- Data entries
══════

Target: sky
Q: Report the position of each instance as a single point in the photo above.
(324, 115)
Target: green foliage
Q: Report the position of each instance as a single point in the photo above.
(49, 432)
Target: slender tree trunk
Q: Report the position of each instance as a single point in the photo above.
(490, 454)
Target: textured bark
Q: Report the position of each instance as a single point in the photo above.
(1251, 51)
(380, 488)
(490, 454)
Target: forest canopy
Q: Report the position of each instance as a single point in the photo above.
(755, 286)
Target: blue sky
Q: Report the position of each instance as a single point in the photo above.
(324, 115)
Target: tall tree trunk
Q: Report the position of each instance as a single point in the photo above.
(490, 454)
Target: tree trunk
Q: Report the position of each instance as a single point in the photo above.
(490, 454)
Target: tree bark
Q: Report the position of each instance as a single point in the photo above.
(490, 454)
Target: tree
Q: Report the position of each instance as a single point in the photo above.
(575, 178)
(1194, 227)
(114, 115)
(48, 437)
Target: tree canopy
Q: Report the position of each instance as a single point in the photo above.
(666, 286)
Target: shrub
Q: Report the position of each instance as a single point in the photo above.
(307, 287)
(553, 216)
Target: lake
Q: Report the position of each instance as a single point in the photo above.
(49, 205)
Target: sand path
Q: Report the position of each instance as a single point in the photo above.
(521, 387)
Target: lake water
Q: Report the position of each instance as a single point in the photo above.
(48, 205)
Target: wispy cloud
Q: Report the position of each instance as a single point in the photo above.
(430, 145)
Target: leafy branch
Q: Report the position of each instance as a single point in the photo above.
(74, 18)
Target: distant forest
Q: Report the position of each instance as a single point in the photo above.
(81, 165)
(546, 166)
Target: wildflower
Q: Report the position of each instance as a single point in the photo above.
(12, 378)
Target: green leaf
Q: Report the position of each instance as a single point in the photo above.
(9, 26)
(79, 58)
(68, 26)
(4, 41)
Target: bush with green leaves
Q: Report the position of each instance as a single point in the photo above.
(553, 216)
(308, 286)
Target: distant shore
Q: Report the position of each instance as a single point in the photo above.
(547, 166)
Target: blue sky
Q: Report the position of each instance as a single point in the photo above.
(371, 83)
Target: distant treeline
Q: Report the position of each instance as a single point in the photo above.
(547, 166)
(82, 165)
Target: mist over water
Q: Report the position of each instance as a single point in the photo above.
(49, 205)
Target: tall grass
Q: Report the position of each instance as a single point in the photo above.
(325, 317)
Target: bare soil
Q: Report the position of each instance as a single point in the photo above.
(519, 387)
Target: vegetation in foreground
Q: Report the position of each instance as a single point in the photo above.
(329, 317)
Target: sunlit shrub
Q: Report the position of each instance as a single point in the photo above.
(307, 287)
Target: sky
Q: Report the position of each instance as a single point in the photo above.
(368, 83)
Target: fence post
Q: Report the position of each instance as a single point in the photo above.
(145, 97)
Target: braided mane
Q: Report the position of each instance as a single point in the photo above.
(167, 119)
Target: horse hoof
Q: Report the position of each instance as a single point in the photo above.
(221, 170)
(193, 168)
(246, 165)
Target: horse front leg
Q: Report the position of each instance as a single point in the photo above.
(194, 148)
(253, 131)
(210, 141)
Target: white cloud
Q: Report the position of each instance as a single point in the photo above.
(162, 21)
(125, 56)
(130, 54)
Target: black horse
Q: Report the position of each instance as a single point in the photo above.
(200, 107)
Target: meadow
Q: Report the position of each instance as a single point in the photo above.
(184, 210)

══════

- REQUIRED ACTION
Which lines of the records hold the string "trunk"? Copy each one.

- YOUR RESPONSE
Target: slender tree trunk
Target: tall tree trunk
Target: tree trunk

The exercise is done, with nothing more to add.